▶ Exercise A
Return, word for word, the part of the kfunc discussion that begins at the words "1. cases where" and stops after the words "issue for kfuncs.".
▶ Exercise B
According to the kfunc discussion, which register is the "right" one for the second parameter on x86_64?

▶ Page text
---
If this held true for all kfuncs it would mean that skipping representing
them in BTF due to optimized-out parameters would be the wrong answer.
The key thing to figure out is this - if we optimize out a parameter, will
the subsequent parameters that are not optimized out still use the registers
that they would be expected to if no optimization had happened? So if I 
optimize out the first parameter say, will the second parameter use the 
"right" register (%rsi on x86_64)? If that were guaranteed, we could relax
the cases where we skip BTF generation to the following:

1. cases where multiple inconsistent function prototypes for the same name
   exist.
2. cases where a function has multiple instances with different optimization
   states (optimized out parameter in one CU but not another). This is another
   instance of 1 really, and shouldn't be an issue for kfuncs.
3. cases where an optimized-out parameter has knock-on effects for the
   registers used to handle other unoptimized parameters such that assumptions
   we would make from the function signature are violated for non-optimized out
   parameters. So the parameter would be flagged as using an unexpected
   register, and that unexpected case would instead lead to skipping BTF
   encoding.

I can have a go at implementing the above in pahole and seeing how it effects
our list of functions.

Note though that what's good for kfuncs isn't necessarily good for tracing
accuracy; if assumptions I make about parameter presence are violated, I will
see strange trace results based upon reading the code, whereas if I am
preparing kfunc parameters, a bit of extra work is done preparing an unused
parameter, but no harm is done. For the tracing case, function annotations
flagging optimized-out parameters via BTF tags could help.

However, none of the above will help problematic cases like
bpf_xdp_metadata_rx_timestamp() or bpf_xdp_metadata_rx_hash(); 
again we see missing location info in their DWARF representations

0x07449011:   DW_TAG_subprogram
                DW_AT_low_pc    (0xffffffff81ec8c80)
                DW_AT_high_pc   (0xffffffff81ec8c90)
---
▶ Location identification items
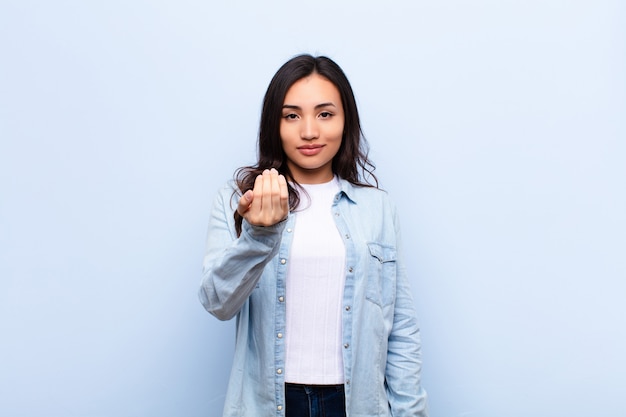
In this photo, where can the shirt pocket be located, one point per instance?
(381, 274)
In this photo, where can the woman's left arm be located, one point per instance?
(406, 396)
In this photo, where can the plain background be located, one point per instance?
(498, 127)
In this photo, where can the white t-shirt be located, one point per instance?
(314, 290)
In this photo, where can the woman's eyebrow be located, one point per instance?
(291, 106)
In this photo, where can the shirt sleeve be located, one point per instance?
(406, 396)
(233, 265)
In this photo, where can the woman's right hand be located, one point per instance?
(268, 203)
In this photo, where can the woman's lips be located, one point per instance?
(310, 150)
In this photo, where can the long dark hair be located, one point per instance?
(350, 163)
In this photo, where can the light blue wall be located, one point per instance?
(497, 126)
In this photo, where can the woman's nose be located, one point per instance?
(309, 129)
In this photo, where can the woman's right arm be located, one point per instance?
(233, 265)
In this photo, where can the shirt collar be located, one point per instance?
(348, 189)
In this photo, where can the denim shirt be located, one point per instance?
(245, 277)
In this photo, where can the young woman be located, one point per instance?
(306, 253)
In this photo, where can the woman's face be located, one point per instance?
(311, 128)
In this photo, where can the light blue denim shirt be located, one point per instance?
(245, 277)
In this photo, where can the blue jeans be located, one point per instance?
(315, 400)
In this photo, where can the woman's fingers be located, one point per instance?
(244, 202)
(270, 199)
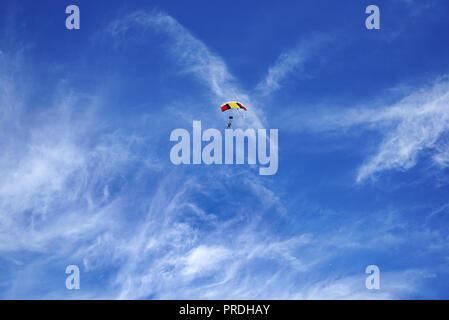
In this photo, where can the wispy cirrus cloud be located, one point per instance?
(291, 61)
(417, 123)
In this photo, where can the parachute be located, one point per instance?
(232, 105)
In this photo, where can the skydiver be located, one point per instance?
(229, 122)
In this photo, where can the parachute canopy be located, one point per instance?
(232, 105)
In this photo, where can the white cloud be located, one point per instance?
(416, 124)
(289, 62)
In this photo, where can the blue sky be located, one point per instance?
(85, 120)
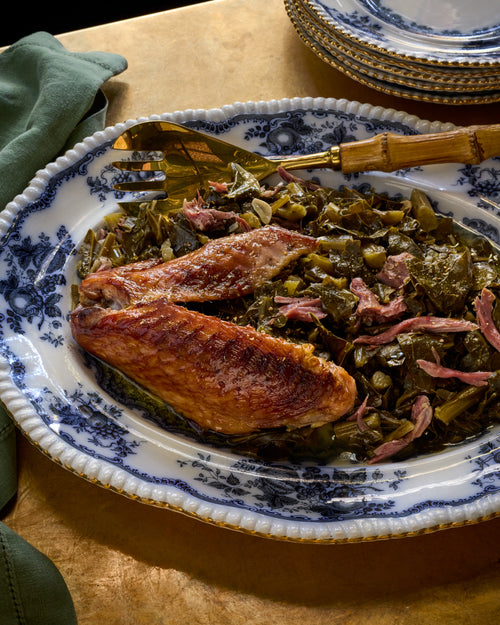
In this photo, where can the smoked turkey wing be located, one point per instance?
(225, 377)
(223, 268)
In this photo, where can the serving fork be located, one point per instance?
(192, 160)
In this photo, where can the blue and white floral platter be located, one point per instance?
(58, 403)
---
▶ Solution A
1. cases where multiple inconsistent function prototypes for the same name
   exist.
2. cases where a function has multiple instances with different optimization
   states (optimized out parameter in one CU but not another). This is another
   instance of 1 really, and shouldn't be an issue for kfuncs.

▶ Solution B
%rsi